-- begin PASSAGE TO READ --
In the exterior, one has \(N=1\) and \(\mathcal{E}\gg 1\) for small \(\sigma \), so that \(\textrm{d}\xi _0=e^{-\mathcal{L}}\textrm{d}t\) and \(\textrm{d}\xi _1=e^{ \mathcal{L}} \textrm{d}r\), as usual; in the mantle \(\mathcal{E}\ll -1\) so that \(\textrm{d}\xi _0=e^{-\mathcal{L}}\textrm{d}r\) and \(\textrm{d}\xi _1=-e^{ \mathcal{L}} \textrm{d}t\); and in the core \(\textrm{d}\xi _0=\sqrt{N}e^{-\mathcal{L}}\textrm{d}t\) and \(\textrm{d}\xi _1=\sqrt{N}e^{ \mathcal{L}} \textrm{d}r\).

Outgoing shells are described by \(\textrm{d}\xi _1=\textrm{d}\xi _0\), so that

$$\begin{aligned} \frac{\textrm{d}r}{\textrm{d}t}=\frac{\sinh (\mathcal{L}+\mathcal{E})}{\cosh (\mathcal{L}-\mathcal{E})} \end{aligned}$$
(3.33)

and ingoing ones by \(\textrm{d}\xi _1=-\textrm{d}\xi _0\), so that

$$\begin{aligned} \frac{\textrm{d}r}{\textrm{d}t}=\frac{\sinh (\mathcal{L}-\mathcal{E})}{\cosh (\mathcal{L}+\mathcal{E})}. \end{aligned}$$
(3.34)

Apart from an overall sign, this coincides with (20). Hence ingoing shells, described by the outgoing sho, take infinite time to pass the horizon. Outgoing shells, on the other hand, only take a finite time, since (3.33) is regular.

4 Exact solutions for the black hole interior

A class of exact solutions for the BH metric, which is regular everywhere in the core, was proposed recently.

4.1 The stress energy tensor for the sho

For general \(N,S\) and \(\sigma \), the Einstein tensor has the nontrivial elements

$$\begin{aligned}{} & {} \hspace{-3mm} G^0_{\,0}=\frac{S+rS'}{r^2},\nonumber \\{} & {} G^1_{\,1}= \frac{ S+ r S'}{r^2} +\frac{2 N' \bar{S}}{rN},\nonumber \\{} & {} G^0_{\,1}=\frac{-2\sigma ^2N'S}{ rN^2(\sigma ^2+\bar{S}^2)}, \nonumber \\{} & {} G^2_{\,2}=G^3_{\, 3}=\frac{2S'+rS''}{2r} + \frac{N'}{N}\frac{2\bar{S}+3rS'}{2r} +\frac{N''}{N} \bar{S}, \end{aligned}$$
(4.35)
-- end PASSAGE TO READ --
-- begin GIVEN INFORMATION --
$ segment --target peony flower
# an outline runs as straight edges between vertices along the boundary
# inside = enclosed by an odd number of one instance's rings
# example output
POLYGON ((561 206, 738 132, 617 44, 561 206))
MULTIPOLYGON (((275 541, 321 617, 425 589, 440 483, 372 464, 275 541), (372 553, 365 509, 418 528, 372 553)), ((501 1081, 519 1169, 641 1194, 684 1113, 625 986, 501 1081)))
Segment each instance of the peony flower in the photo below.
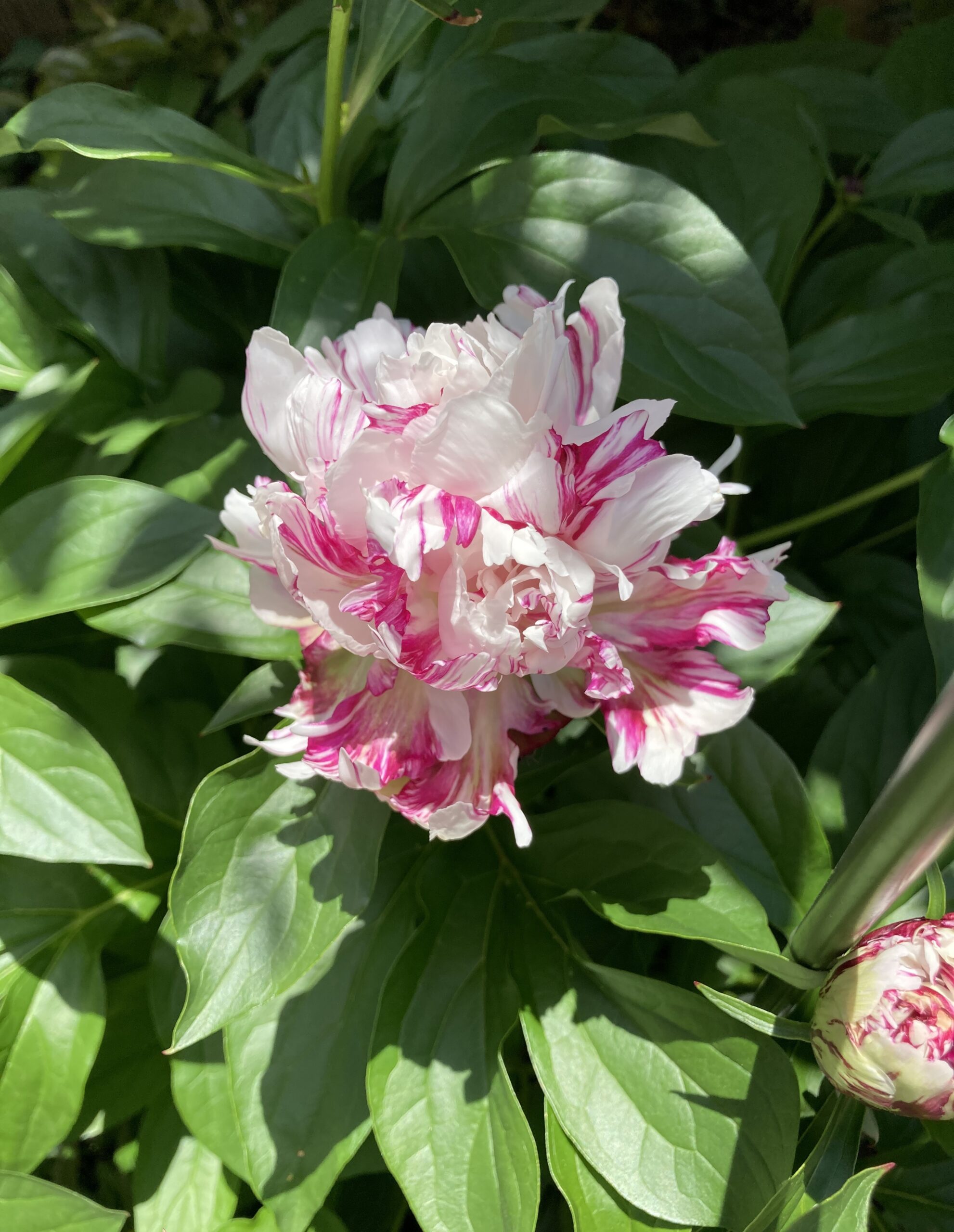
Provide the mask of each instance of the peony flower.
POLYGON ((518 753, 595 710, 616 770, 673 782, 752 703, 703 647, 758 644, 785 598, 780 551, 669 554, 738 489, 667 455, 671 400, 616 409, 615 282, 566 319, 565 291, 508 287, 486 320, 426 330, 378 304, 320 351, 274 329, 249 346, 245 420, 283 478, 228 494, 218 546, 304 652, 264 745, 441 838, 507 813, 528 843, 518 753))
POLYGON ((869 933, 818 994, 811 1044, 836 1090, 954 1120, 954 913, 869 933))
-- end GIVEN INFORMATION --
#### TASKS TO CARRY OUT:
**a)** From the black hole metric text, return everything from "Apart from an" down to "(3.33) is regular.".
**b)** Which regions of the spacetime does the black hole metric text give expressions for \(\textrm{d}\xi _0\) and \(\textrm{d}\xi _1\) in? List every one.
**c)** Continue the black hole metric text, starting right after equation (4.35).

#### SOLVED PROBLEMS:
**a)**
Apart from an overall sign, this coincides with (20). Hence ingoing shells, described by the outgoing sho, take infinite time to pass the horizon. Outgoing shells, on the other hand, only take a finite time, since (3.33) is regular.

**b)** exterior, mantle, core

**c)**
with \(G^2_{\,2}=G^3_{\, 3}\) due to spherical symmetry. In the Schwarzschild case \(\sigma =0\), \(G^\mu _{\,\,\,\nu }\) is diagonal; a value \(\sigma >0\) does not modify these elements, but creates the \( G^0_{\,1}\) element provided \(N'\ne 0\). This represents a radial energy current for the smeared-horizon observer falling in onto the static energy distribution.

We express the stress energy tensor in terms of a local cosmological constant \(\rho _\lambda \), an electrostatic energy density \(\rho _E\) and thermal matter with velocity vector \(U^\mu =\delta ^\mu _0/N\sqrt{-\bar{S}}\) and stress energy tensor \(T^\mu _{{\vartheta }\,\nu }=(\rho _{\vartheta }+p_{\vartheta })U^\mu U_\nu -p_{\vartheta }\delta ^\mu _{\,\,\,\nu }\) involving an energy density \(\rho _{\vartheta }\) and isotropic pressure \(p_{\vartheta }\). The full stress energy tensor reads

$$\begin{aligned} &T^\mu _{\,\,\,\nu }= \left( \rho _\lambda -p_{\vartheta }\right) \delta ^\mu _{\,\,\,\nu }+\rho _E \mathcal{C}^\mu _{\,\,\,\nu }+\left( \rho _{\vartheta }+p_{\vartheta }\right) U^\mu U_\nu , \\ &\mathcal{C}^\mu _{\,\,\,\nu }=\textrm{diag}(1,1,\hspace{-0.5mm}-\hspace{-0.5mm}1,\hspace{-0.5mm}-\hspace{-0.5mm}1). \end{aligned}$$
(4.36)

The Einstein equations \(G^\mu _{\,\,\,\nu }=8\pi G T^\mu _{\,\,\,\nu }\) express the coefficients of (4.36) in the functions \(N\) and \(S\),

$$\begin{aligned}{} & {} \hspace{-6mm} \bar{\rho }_\lambda =\frac{2S\hspace{-0.5mm}+\hspace{-0.5mm}4r S'\hspace{-0.5mm}+\hspace{-0.5mm}r ^2S''}{32\pi G r^2} \hspace{-0.5mm}+\hspace{-0.5mm}\frac{N' }{N}\frac{4 \bar{S}\hspace{-0.5mm}+\hspace{-0.5mm}3 r S'}{32\pi G r} \hspace{-0.5mm}+\hspace{-0.5mm}\frac{N''}{N}\frac{\bar{S}}{16\pi G}, \end{aligned}$$
(4.37)
$$\begin{aligned} \bar{\rho }_E =\frac{2 S-r^2S''}{32 \pi G r^2 }-\frac{N' }{N}\frac{ 3S' }{32 \pi G} -\frac{N''}{N} \frac{\bar{S}}{16 \pi G }, \end{aligned}$$
(4.38)
$$\begin{aligned} \bar{\rho }_{\vartheta }=-\frac{N'\bar{S}}{4\pi GrN}, \qquad \end{aligned}$$
(4.39)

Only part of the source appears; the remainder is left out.